AudioMosaic — AudioSet-20K Linear Probe

This is the AudioMosaic ViT-B/16 encoder with a linear classifier head trained on AudioSet-20K (encoder frozen, only the probe parameters are trained).

Metric	Value
mAP (AS-20K eval)	29.40

Model Details

Architecture: ViT-B/16 with linear classifier head
Embedding dim: 768, Depth: 12, Heads: 12
Input: log-mel spectrogram of size 1024 × 128
Patch size: 16 × 16
Classes: 527 (AudioSet ontology)
Encoder weights are frozen during probe training.

Model Usage

import sys, torch
from huggingface_hub import snapshot_download

local_dir = snapshot_download("hanxunh/AudioMosaic-vit-b16-linear-prob-as20k")
sys.path.insert(0, local_dir)

from load_model import load_classifier
model = load_classifier(device="cuda")

# Forward a log-mel spectrogram batch of shape [B, 1, 1024, 128]
fbank = torch.randn(2, 1, 1024, 128).cuda()
with torch.no_grad():
    logits = model(fbank)        # [B, 527]
    probs = logits.sigmoid()     # multi-label probabilities

The release contains:

model.safetensors — probe weights
config.json — architecture hyperparameters
modeling.py — vendored model architecture (no need to install AudioMosaic)
load_model.py — convenience loader

Required dependencies: torch, timm, torchlibrosa, safetensors, huggingface_hub.

Citation

@inproceedings{huang2026audiomosaic,
  title={AudioMosaic: Contrastive Masked Audio Representation Learning},
  author={Hanxun Huang and Qizhou Wang and Xingjun Ma and Cihang Xie and Christopher Leckie and Sarah Erfani},
  booktitle={ICML},
  year={2026}
}

STATED TASK.
Quote word for word the passage of the AudioMosaic model page above that opens with the words "import sys, torch" and closes with "sys.path.insert(0, local_dir)".

INFORMATION PROVIDED.

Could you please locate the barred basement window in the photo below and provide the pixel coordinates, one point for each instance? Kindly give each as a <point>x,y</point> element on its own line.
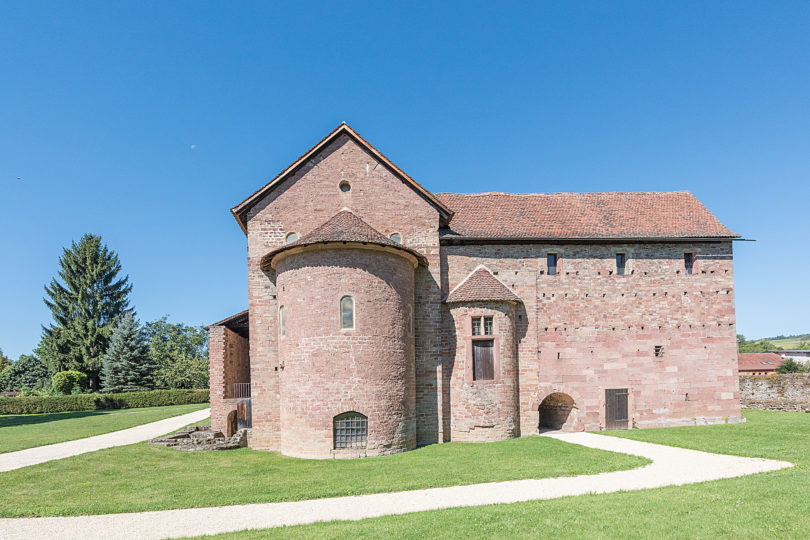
<point>350,430</point>
<point>688,262</point>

THE ANSWER.
import sys, torch
from huggingface_hub import snapshot_download

local_dir = snapshot_download("hanxunh/AudioMosaic-vit-b16-linear-prob-as20k")
sys.path.insert(0, local_dir)